Task directions
Please write out exactly, without any picture, each line from the first in the listing through the line that includes "instance, sample <point>194,134</point>.".

━━━━━━━━━━━━━━━━━━━━

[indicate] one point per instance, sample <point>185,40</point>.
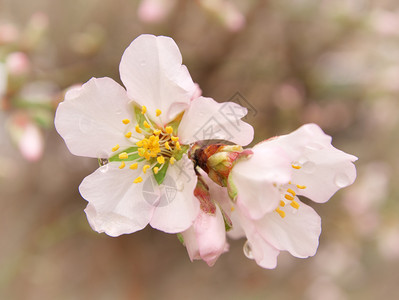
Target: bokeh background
<point>335,63</point>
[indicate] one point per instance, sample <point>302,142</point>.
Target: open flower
<point>144,133</point>
<point>266,188</point>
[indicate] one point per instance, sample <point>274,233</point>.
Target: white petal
<point>176,204</point>
<point>264,254</point>
<point>116,204</point>
<point>298,232</point>
<point>90,118</point>
<point>207,119</point>
<point>257,178</point>
<point>152,71</point>
<point>206,239</point>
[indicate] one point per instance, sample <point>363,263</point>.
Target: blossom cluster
<point>160,166</point>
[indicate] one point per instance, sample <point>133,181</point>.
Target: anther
<point>146,125</point>
<point>301,187</point>
<point>291,192</point>
<point>295,204</point>
<point>145,168</point>
<point>138,179</point>
<point>123,155</point>
<point>288,197</point>
<point>138,129</point>
<point>280,212</point>
<point>160,159</point>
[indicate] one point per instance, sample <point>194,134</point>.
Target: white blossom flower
<point>144,133</point>
<point>267,185</point>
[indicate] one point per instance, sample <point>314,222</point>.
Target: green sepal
<point>180,238</point>
<point>133,156</point>
<point>162,172</point>
<point>140,118</point>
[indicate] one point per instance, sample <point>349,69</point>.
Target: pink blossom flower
<point>144,133</point>
<point>266,187</point>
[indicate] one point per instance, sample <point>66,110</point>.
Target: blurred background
<point>335,63</point>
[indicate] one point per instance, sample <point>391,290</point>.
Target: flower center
<point>156,146</point>
<point>289,195</point>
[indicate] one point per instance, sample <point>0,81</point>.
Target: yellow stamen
<point>138,129</point>
<point>291,192</point>
<point>288,197</point>
<point>138,179</point>
<point>145,168</point>
<point>280,212</point>
<point>160,159</point>
<point>123,155</point>
<point>301,187</point>
<point>295,204</point>
<point>146,125</point>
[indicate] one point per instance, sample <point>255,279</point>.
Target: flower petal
<point>176,205</point>
<point>152,71</point>
<point>256,177</point>
<point>116,205</point>
<point>206,239</point>
<point>207,119</point>
<point>90,118</point>
<point>298,232</point>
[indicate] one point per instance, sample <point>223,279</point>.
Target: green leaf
<point>133,156</point>
<point>162,172</point>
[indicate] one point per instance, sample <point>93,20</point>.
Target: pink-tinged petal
<point>90,118</point>
<point>257,247</point>
<point>206,239</point>
<point>298,232</point>
<point>257,178</point>
<point>152,71</point>
<point>324,172</point>
<point>3,80</point>
<point>116,204</point>
<point>207,119</point>
<point>176,206</point>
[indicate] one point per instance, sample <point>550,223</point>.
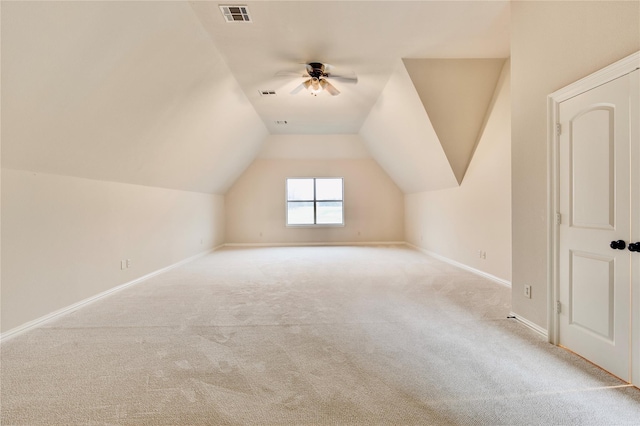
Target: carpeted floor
<point>304,336</point>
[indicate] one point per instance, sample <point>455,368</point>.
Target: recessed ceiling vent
<point>235,13</point>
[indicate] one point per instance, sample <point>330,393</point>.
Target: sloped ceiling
<point>456,95</point>
<point>130,92</point>
<point>165,93</point>
<point>400,137</point>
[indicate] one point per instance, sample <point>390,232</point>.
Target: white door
<point>594,201</point>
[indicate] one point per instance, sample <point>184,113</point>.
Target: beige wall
<point>553,44</point>
<point>255,205</point>
<point>64,237</point>
<point>459,222</point>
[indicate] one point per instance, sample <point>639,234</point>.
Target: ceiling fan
<point>317,75</point>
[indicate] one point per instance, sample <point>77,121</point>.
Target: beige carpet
<point>304,336</point>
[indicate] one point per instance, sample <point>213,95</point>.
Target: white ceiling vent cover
<point>235,13</point>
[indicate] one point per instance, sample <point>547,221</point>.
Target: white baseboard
<point>68,309</point>
<point>294,244</point>
<point>535,327</point>
<point>462,266</point>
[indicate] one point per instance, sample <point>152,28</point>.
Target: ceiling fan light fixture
<point>315,86</point>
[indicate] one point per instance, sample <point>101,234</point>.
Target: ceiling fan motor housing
<point>316,69</point>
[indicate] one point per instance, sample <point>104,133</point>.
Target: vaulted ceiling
<point>168,93</point>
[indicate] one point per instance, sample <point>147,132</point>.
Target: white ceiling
<point>365,37</point>
<point>166,93</point>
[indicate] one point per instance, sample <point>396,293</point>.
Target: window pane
<point>299,189</point>
<point>329,212</point>
<point>328,189</point>
<point>299,213</point>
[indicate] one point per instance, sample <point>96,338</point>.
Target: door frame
<point>603,76</point>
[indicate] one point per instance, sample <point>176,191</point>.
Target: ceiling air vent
<point>235,13</point>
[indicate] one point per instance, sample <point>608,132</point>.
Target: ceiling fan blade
<point>344,78</point>
<point>299,87</point>
<point>291,74</point>
<point>329,87</point>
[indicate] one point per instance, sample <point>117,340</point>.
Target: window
<point>314,201</point>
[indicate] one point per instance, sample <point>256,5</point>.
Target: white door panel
<point>594,180</point>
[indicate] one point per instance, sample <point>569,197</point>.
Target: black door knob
<point>620,245</point>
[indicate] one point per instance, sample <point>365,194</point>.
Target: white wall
<point>255,204</point>
<point>459,222</point>
<point>553,44</point>
<point>63,237</point>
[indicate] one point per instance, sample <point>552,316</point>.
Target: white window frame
<point>314,201</point>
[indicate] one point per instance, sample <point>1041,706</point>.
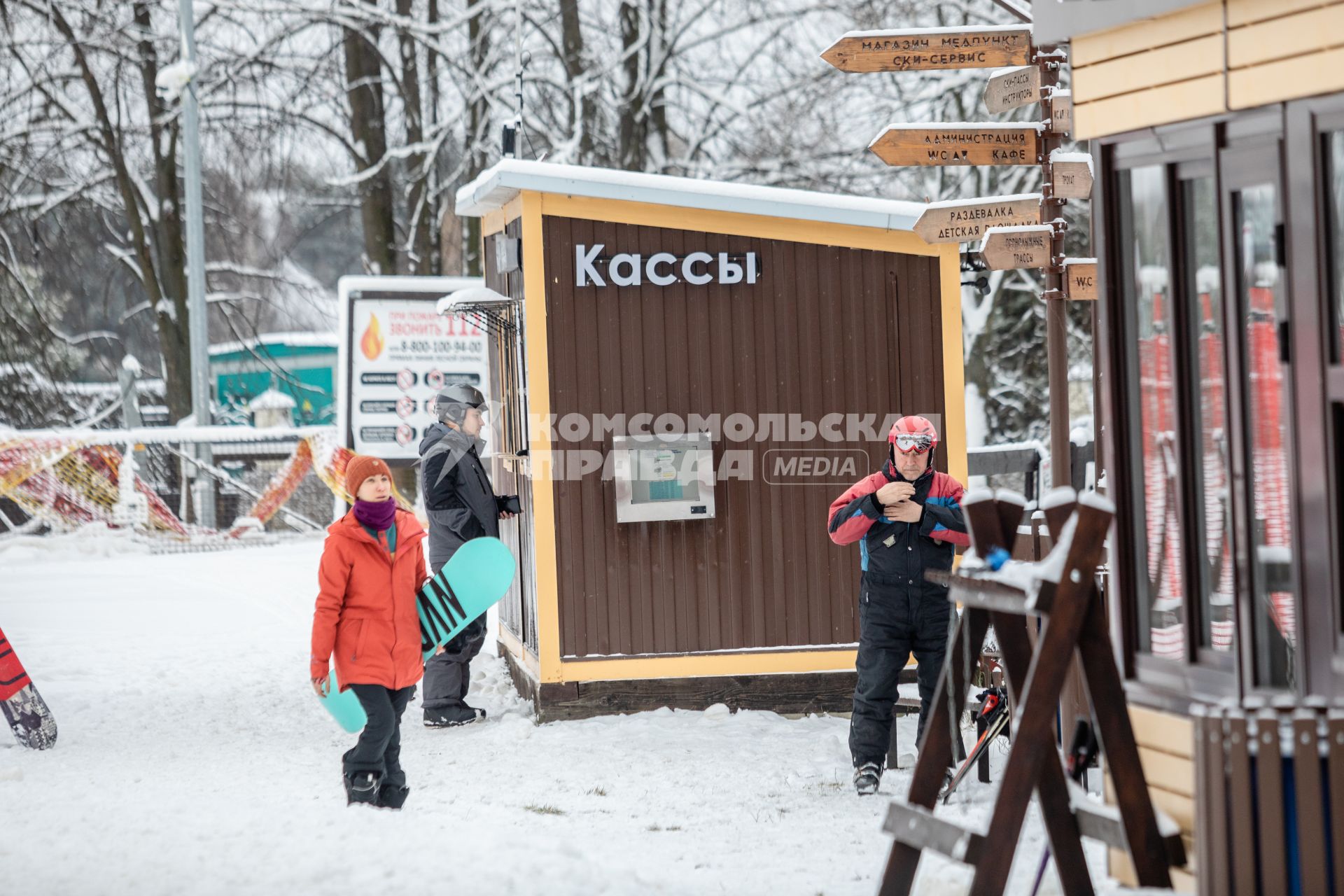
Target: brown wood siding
<point>518,609</point>
<point>825,330</point>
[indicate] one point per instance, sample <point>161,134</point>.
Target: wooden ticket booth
<point>1217,136</point>
<point>753,330</point>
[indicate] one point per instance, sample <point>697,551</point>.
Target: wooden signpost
<point>964,144</point>
<point>1070,175</point>
<point>1023,246</point>
<point>1081,279</point>
<point>1016,232</point>
<point>932,49</point>
<point>967,220</point>
<point>1014,89</point>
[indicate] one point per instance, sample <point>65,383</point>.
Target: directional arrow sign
<point>1070,174</point>
<point>1025,246</point>
<point>968,219</point>
<point>1012,89</point>
<point>1079,279</point>
<point>930,49</point>
<point>1062,115</point>
<point>961,144</point>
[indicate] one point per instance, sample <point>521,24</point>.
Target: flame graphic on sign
<point>372,340</point>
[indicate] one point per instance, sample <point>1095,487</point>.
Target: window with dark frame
<point>1211,542</point>
<point>1145,273</point>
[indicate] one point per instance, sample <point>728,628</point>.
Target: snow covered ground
<point>192,758</point>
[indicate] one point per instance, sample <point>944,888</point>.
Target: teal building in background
<point>302,365</point>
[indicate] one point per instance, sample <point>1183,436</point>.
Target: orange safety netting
<point>71,482</point>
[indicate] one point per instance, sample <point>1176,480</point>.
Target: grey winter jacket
<point>458,498</point>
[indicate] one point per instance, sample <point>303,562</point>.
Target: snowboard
<point>20,704</point>
<point>344,707</point>
<point>475,580</point>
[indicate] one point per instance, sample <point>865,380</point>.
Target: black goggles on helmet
<point>913,442</point>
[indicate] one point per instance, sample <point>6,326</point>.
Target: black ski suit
<point>898,610</point>
<point>461,505</point>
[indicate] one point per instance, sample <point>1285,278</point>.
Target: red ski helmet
<point>913,434</point>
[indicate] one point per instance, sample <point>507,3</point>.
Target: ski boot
<point>391,796</point>
<point>867,777</point>
<point>362,788</point>
<point>454,716</point>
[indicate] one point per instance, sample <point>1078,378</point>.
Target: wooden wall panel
<point>1167,751</point>
<point>827,330</point>
<point>1190,65</point>
<point>518,609</point>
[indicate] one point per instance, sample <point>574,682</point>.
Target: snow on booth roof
<point>499,184</point>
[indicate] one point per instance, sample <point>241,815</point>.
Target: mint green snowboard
<point>473,580</point>
<point>346,707</point>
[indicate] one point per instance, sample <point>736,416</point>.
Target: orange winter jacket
<point>366,609</point>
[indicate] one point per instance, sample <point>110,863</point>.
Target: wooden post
<point>1057,330</point>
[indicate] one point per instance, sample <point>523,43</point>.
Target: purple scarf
<point>375,514</point>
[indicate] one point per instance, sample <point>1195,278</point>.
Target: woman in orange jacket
<point>372,564</point>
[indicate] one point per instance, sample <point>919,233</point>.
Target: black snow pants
<point>449,675</point>
<point>379,747</point>
<point>894,620</point>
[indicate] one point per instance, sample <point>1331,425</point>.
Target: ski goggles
<point>913,442</point>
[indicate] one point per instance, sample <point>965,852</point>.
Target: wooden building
<point>1217,132</point>
<point>741,302</point>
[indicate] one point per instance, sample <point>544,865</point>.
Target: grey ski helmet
<point>454,400</point>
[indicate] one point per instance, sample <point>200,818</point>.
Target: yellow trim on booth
<point>539,448</point>
<point>707,664</point>
<point>493,222</point>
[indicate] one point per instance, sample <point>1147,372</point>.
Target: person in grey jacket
<point>461,505</point>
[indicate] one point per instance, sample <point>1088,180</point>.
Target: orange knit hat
<point>362,466</point>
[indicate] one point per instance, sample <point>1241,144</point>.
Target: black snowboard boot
<point>454,716</point>
<point>867,777</point>
<point>362,788</point>
<point>391,797</point>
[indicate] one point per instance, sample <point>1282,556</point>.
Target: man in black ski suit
<point>906,519</point>
<point>461,505</point>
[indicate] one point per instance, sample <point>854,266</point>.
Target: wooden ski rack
<point>1075,620</point>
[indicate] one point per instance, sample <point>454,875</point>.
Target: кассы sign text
<point>662,269</point>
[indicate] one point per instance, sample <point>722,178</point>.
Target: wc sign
<point>662,269</point>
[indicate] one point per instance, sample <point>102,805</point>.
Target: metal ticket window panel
<point>663,477</point>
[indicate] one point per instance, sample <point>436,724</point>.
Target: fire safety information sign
<point>401,354</point>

━━━━━━━━━━━━━━━━━━━━

Result of this task
[indicate] one point per instance, sample <point>185,40</point>.
Target: bokeh background
<point>335,63</point>
[indicate] one point per instance, sample <point>302,142</point>.
Target: open flower
<point>144,133</point>
<point>266,188</point>
[indicate] one point per instance, sample <point>274,233</point>.
Target: white petal
<point>176,204</point>
<point>264,254</point>
<point>116,204</point>
<point>298,232</point>
<point>90,118</point>
<point>207,119</point>
<point>257,178</point>
<point>152,71</point>
<point>206,239</point>
[indicate] one point per instance, sample <point>363,263</point>.
Target: blossom cluster
<point>160,166</point>
[indicate] one point per instance, sample <point>133,181</point>.
Target: anther
<point>146,125</point>
<point>301,187</point>
<point>291,192</point>
<point>295,204</point>
<point>145,168</point>
<point>138,179</point>
<point>123,155</point>
<point>288,197</point>
<point>138,129</point>
<point>280,212</point>
<point>160,159</point>
[indicate] one point per instance, sample <point>194,134</point>.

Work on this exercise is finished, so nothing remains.